Given task A: Write out the passage of the Kushan coinage note starting at "The earliest Kushan" and ending at "was increasingly used.".
Given task B: Name the five groups of the Yuezhi given in the Kushan coinage note.
Given task C: Summarize the Kushan coinage note in two sentences.

Quoted text:

From the Archytas Collection. Ex William and Louise Fielder Collection (Triton VIII, 11 January 2005), lot 660.

INTRO NOTE Formed over the past thirty years, the Archytas Collection represents one of the finest holdings of Kushan coins in private hands. Replete with coins of exceptional quality, extreme rarity, and considerable historical and iconographic interest, this dedicated collector has created an extraordinary numismatic record of the Kushan Empire which flourished in Central Asia from the first to the fourth centuries AD.

The name Kushan derives from the Chinese term Guishuang, used to describe one branch of the Yuezhi, a loose confederation of Indo-European people who had been living in the Xinjiang Province of modern China. Driven west by the Xiongnu nomads between 176 and 160 BC, the five groups of the Yuezhi – the Xiumi, Guishuang, or Kushans, Shuangmi, Xidun, and Dumi – reached the Hellenistic kingdom of Baktria by 135 BC. They expelled the ruling Greek dynasties there, forcing these kings farther south to settle along the Indus River. In the following century, the Guishuang bound the other tribes of the Yuezhi into a powerful state. As the Guishuang, or Kushans, were the predominant power, their name became that by which the entire confederation was known. At its height, the Kushan Empire encompassed most of modern-day Afghanistan and Pakistan, as well as large parts of northern India, Uzbekistan, Turkmenistan and Tajikistan. Diplomatic ties were maintained with the empires of Rome to the west and China to the east.

The earliest Kushan coins were struck to the same standards of the issues of Indo-Greek kingdoms that the Kushans conquered. They comprised mainly tetradrachms and drachms in silver and bronze with legends in Greek. Under Vima Kadphises, a major reform resulted in the introduction of a spectacular gold coinage of dinars weighing approximately eight grams along with multiples and fractions. The types extolled the might of the Kushan kings and their religious affinities. The earliest gold dinars bore legends solely in Greek, subsequent issues had legends in both Greek and Kharoshti. As the empire grew to its greatest extent under king Kanishka, the Kushan language, written in adaptation of the Greek alphabet with some local alterations, was increasingly used.

Listed entries:

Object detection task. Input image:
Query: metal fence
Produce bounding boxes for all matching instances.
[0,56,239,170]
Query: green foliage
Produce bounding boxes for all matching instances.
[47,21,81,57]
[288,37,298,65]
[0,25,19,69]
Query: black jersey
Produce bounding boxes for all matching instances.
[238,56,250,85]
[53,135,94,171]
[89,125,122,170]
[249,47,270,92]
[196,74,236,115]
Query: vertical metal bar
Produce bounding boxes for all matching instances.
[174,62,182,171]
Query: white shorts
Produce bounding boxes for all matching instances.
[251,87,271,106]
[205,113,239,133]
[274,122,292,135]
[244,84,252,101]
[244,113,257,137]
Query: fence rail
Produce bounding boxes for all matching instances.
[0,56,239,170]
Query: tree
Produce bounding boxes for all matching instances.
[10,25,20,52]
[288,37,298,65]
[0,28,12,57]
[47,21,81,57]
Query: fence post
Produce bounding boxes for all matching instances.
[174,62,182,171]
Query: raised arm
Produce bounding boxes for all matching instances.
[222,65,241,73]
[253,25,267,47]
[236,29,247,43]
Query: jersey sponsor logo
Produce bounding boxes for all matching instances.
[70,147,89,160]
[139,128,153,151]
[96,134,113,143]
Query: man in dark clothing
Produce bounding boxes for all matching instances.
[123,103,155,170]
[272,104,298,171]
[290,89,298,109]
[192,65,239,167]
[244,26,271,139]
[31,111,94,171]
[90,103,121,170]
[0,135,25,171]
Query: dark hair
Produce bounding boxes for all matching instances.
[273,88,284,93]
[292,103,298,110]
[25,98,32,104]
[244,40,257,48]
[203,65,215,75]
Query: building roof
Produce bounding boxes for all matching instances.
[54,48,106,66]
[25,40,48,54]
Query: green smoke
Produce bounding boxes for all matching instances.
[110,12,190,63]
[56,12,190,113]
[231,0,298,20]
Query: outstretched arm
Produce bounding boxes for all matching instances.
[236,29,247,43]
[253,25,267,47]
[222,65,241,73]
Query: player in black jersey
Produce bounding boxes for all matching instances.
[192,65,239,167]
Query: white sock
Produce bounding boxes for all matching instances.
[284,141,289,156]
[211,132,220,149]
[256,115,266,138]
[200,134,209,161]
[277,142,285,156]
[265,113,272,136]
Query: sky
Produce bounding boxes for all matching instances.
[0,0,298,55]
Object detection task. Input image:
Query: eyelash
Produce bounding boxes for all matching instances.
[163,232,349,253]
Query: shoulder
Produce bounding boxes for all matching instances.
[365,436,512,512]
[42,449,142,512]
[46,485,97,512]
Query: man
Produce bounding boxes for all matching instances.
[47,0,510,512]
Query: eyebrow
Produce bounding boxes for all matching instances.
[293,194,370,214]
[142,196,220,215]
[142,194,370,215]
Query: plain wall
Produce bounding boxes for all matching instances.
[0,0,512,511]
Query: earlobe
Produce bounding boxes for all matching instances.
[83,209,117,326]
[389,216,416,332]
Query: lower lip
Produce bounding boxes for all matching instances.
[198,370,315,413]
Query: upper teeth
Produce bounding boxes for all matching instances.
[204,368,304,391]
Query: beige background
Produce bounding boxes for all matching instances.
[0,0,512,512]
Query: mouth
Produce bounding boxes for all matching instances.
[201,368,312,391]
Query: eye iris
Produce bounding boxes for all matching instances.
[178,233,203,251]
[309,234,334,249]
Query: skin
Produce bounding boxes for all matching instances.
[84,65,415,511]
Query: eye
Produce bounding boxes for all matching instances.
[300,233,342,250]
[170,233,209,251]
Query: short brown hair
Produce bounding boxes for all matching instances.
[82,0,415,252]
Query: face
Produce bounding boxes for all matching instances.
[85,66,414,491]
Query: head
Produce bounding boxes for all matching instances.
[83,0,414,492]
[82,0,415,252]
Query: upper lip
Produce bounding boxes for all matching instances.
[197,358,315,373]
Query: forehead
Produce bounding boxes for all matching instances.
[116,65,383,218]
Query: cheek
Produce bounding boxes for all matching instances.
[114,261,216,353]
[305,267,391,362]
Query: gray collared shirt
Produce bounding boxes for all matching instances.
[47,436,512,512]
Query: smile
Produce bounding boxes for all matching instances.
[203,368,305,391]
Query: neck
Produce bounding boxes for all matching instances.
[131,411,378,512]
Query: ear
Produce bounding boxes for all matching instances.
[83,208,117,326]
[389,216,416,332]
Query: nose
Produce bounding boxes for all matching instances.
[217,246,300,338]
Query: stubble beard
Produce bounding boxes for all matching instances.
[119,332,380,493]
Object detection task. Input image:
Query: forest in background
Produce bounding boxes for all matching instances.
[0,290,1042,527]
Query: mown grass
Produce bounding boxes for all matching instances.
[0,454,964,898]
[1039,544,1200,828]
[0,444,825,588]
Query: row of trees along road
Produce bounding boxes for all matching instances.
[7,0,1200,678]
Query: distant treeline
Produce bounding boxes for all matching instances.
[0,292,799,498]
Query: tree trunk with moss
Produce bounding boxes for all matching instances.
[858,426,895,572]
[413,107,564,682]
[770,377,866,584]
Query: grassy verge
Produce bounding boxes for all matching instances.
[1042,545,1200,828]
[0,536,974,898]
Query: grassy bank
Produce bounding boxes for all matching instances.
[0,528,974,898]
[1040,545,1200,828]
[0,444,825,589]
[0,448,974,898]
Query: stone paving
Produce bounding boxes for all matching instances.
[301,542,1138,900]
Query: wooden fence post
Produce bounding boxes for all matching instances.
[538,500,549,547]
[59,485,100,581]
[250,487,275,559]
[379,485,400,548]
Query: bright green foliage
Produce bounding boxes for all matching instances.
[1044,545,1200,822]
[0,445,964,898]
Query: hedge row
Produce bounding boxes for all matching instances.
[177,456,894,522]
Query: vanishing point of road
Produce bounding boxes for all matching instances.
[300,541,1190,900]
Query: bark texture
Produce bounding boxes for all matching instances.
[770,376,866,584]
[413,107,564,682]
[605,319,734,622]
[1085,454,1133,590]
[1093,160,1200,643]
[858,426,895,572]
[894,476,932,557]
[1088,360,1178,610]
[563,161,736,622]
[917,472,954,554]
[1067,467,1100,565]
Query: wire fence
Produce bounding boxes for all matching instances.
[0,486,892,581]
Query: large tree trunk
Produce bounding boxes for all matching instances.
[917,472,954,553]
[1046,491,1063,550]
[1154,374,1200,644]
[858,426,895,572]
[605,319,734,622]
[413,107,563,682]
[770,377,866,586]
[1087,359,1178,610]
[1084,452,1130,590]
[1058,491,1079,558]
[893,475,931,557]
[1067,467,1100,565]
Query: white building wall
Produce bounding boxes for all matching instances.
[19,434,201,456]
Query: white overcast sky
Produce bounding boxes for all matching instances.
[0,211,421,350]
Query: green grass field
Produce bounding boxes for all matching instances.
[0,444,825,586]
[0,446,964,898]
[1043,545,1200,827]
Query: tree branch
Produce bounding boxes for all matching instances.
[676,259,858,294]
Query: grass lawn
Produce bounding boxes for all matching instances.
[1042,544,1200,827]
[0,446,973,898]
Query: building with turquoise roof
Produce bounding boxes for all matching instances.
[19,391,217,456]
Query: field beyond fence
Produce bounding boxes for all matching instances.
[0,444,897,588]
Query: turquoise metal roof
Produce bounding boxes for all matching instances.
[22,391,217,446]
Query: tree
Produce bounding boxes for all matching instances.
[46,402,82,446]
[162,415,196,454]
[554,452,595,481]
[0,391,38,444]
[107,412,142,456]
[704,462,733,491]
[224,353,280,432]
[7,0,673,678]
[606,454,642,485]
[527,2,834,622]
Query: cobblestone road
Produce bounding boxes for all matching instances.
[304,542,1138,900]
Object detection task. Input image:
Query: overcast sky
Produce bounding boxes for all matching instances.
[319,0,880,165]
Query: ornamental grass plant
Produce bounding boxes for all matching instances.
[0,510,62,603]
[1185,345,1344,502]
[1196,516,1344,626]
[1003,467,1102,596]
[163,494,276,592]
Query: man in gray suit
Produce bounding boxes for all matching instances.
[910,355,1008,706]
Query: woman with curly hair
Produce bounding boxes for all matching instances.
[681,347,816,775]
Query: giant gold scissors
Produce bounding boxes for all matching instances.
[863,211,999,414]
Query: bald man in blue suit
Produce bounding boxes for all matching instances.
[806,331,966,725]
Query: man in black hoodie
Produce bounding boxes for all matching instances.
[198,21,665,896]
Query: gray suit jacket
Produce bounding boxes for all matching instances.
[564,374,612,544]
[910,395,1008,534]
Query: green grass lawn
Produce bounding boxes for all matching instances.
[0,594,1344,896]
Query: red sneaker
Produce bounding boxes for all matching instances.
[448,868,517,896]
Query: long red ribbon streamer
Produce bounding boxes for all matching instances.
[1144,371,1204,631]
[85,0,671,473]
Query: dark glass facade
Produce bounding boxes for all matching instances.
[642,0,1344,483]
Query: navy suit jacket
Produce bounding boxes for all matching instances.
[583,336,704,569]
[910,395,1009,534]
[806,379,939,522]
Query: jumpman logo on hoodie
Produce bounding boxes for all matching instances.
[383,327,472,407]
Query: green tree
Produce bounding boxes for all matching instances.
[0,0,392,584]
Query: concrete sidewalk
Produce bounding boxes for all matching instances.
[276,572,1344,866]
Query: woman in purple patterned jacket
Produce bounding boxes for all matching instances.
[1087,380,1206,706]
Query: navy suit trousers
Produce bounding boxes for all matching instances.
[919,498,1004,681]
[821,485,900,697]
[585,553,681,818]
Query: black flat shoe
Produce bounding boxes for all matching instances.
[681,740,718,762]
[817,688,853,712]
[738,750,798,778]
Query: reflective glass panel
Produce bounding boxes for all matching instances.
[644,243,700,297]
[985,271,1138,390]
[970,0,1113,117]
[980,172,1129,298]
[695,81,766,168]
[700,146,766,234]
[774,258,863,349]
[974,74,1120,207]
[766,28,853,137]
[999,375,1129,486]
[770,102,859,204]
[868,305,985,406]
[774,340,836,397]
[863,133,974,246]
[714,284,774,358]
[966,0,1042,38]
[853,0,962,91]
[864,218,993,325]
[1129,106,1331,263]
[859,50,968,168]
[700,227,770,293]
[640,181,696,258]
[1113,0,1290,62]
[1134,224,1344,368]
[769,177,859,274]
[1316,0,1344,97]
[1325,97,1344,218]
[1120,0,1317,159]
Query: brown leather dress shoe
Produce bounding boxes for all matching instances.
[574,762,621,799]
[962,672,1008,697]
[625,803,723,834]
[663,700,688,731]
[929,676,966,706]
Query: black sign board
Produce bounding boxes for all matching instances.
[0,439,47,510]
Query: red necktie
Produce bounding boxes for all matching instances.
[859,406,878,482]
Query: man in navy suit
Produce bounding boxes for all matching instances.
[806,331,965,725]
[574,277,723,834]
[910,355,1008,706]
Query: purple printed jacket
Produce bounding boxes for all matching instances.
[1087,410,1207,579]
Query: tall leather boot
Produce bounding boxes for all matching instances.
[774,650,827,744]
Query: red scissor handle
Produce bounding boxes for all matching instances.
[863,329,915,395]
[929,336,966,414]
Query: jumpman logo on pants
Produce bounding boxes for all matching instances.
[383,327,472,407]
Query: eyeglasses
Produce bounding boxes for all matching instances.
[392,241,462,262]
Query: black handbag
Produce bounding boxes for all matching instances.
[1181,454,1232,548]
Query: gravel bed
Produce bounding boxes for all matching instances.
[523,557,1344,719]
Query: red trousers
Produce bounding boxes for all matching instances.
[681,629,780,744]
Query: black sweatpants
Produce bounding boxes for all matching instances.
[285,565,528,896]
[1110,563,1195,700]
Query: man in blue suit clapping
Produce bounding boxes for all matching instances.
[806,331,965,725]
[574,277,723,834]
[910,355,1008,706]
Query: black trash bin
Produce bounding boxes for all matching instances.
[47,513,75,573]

Finished answer A:
The earliest Kushan coins were struck to the same standards of the issues of Indo-Greek kingdoms that the Kushans conquered. They comprised mainly tetradrachms and drachms in silver and bronze with legends in Greek. Under Vima Kadphises, a major reform resulted in the introduction of a spectacular gold coinage of dinars weighing approximately eight grams along with multiples and fractions. The types extolled the might of the Kushan kings and their religious affinities. The earliest gold dinars bore legends solely in Greek, subsequent issues had legends in both Greek and Kharoshti. As the empire grew to its greatest extent under king Kanishka, the Kushan language, written in adaptation of the Greek alphabet with some local alterations, was increasingly used.

Finished answer B:
Xiumi
Guishuang (Kushans)
Shuangmi
Xidun
Dumi

Finished answer C: The Kushans, a branch of the Yuezhi who were driven west from China's Xinjiang Province, built an empire that flourished in Central Asia from the first to the fourth centuries AD and maintained ties with Rome and China. Their earliest coins followed Indo-Greek standards with Greek legends, but under Vima Kadphises a reform introduced a gold coinage of dinars, and under Kanishka the Kushan language came into increasing use.